▶ _WRITTEN REQUEST 1_
In the passage on infrared spectra of indium solutions, substitute "Overlaid" for "Stacked" in the text starting with "Fig. 2 Stacked" and going on through "solvent reference spectrum.".
▶ _WRITTEN REQUEST 2_
Summarize the passage on infrared spectra of indium solutions in two sentences.

▶ _PROVIDED TEXT_

● ● ● ●

IR data in Fig. 2 follow the changes in the solution of each stabiliser ratio between 0 and 24 hours. Contributions from the reference solvent measurements have been subtracted from the overall spectra to aid interpretation of key changes, e.g. in the In species. It would be expected that a gradual increase in In–O environments (between 410–500 cm⁻¹) is observed as the nitrate is hydrolysed over time.²¹ Although it is difficult to distinguish between In–O and In–OH environments, it can be inferred through the increase in the O–H environments (at 1650 and 3235 cm⁻¹) over time that In(OH)₃ is being formed.²² The solution with no stabiliser has the biggest increase in O–H, suggesting faster hydrolysis of the nitrate species without stabiliser and that in all other samples In may be coordinated with the stabiliser instead.

Fig. 2 Stacked infrared spectra in the 500–4000 cm⁻¹ region for all four solution ratios from 0–24 hours after subtraction of a solvent reference spectrum.

● ● ● ●

(Some data)
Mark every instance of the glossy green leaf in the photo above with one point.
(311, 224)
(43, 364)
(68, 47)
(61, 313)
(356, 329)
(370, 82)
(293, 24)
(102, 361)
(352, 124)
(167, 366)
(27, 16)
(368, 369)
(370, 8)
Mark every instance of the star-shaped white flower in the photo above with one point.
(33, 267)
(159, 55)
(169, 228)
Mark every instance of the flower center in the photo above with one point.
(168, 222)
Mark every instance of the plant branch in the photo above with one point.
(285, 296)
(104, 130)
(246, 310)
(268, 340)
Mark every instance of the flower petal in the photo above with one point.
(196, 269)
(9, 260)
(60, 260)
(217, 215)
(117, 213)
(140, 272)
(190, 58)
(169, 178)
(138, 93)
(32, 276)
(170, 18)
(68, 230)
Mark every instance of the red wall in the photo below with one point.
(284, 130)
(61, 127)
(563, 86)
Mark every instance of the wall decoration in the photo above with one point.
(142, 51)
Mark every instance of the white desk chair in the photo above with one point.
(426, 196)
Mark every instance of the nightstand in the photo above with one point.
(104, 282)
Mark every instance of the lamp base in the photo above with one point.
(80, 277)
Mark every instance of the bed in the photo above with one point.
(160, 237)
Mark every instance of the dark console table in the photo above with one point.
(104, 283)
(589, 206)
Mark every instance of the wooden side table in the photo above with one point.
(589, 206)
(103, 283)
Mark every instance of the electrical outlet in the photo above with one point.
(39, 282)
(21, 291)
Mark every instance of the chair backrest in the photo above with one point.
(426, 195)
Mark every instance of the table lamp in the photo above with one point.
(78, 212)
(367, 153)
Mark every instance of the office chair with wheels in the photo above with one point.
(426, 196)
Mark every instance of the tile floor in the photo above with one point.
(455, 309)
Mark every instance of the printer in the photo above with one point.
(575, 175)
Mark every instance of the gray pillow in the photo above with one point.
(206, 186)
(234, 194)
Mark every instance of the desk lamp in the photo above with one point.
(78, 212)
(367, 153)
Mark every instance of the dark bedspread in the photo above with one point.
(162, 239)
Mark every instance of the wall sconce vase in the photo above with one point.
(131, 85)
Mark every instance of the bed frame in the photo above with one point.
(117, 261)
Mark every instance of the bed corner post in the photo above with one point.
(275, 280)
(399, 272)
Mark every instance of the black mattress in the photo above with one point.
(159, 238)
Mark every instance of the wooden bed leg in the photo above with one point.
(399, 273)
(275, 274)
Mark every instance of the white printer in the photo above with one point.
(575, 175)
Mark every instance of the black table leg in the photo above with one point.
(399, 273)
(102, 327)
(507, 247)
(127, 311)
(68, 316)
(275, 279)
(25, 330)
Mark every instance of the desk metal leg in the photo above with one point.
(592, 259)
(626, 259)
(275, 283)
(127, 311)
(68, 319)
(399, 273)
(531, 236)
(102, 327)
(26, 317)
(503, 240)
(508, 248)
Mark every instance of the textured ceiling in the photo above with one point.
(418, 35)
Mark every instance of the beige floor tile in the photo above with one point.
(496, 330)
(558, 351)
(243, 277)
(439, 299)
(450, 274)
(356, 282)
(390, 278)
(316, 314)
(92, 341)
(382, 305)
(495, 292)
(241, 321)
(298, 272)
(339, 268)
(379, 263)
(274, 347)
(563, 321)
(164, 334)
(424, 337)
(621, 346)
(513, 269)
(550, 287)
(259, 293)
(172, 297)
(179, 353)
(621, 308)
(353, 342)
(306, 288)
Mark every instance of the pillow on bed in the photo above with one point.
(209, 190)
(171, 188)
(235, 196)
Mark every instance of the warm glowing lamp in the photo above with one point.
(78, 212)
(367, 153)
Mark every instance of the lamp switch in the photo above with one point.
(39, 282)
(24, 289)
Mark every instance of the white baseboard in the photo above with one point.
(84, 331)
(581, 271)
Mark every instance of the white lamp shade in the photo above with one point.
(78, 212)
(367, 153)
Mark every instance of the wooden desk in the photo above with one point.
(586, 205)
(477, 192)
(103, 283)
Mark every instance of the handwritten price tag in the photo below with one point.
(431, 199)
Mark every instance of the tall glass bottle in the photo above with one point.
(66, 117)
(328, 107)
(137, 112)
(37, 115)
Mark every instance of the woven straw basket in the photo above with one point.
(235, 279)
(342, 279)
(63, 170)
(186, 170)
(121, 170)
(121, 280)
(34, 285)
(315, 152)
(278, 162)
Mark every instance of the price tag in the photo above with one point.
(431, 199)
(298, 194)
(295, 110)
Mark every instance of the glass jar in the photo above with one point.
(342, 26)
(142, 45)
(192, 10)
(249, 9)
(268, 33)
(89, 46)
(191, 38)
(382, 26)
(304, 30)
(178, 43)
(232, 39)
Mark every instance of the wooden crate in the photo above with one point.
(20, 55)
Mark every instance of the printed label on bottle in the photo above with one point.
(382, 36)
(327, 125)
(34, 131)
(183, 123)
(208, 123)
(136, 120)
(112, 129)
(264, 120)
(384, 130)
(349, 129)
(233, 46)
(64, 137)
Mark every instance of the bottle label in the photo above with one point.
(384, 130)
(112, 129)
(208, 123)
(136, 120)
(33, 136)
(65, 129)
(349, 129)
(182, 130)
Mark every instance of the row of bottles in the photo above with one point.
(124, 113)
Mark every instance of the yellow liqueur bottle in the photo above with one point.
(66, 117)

● ● ● ●

▶ _WORKED SOLUTION 1_
Fig. 2 Overlaid infrared spectra in the 500–4000 cm⁻¹ region for all four solution ratios from 0–24 hours after subtraction of a solvent reference spectrum.

▶ _WORKED SOLUTION 2_
IR spectra tracked changes over 24 hours in solutions of each stabilizer ratio, with reference solvent contributions subtracted, and a rise in O–H environments over time indicates that In(OH)₃ forms as the nitrate hydrolyzes. The solution without stabilizer showed the largest O–H increase, suggesting faster nitrate hydrolysis without stabilizer and possible coordination of In with the stabilizer in the other samples.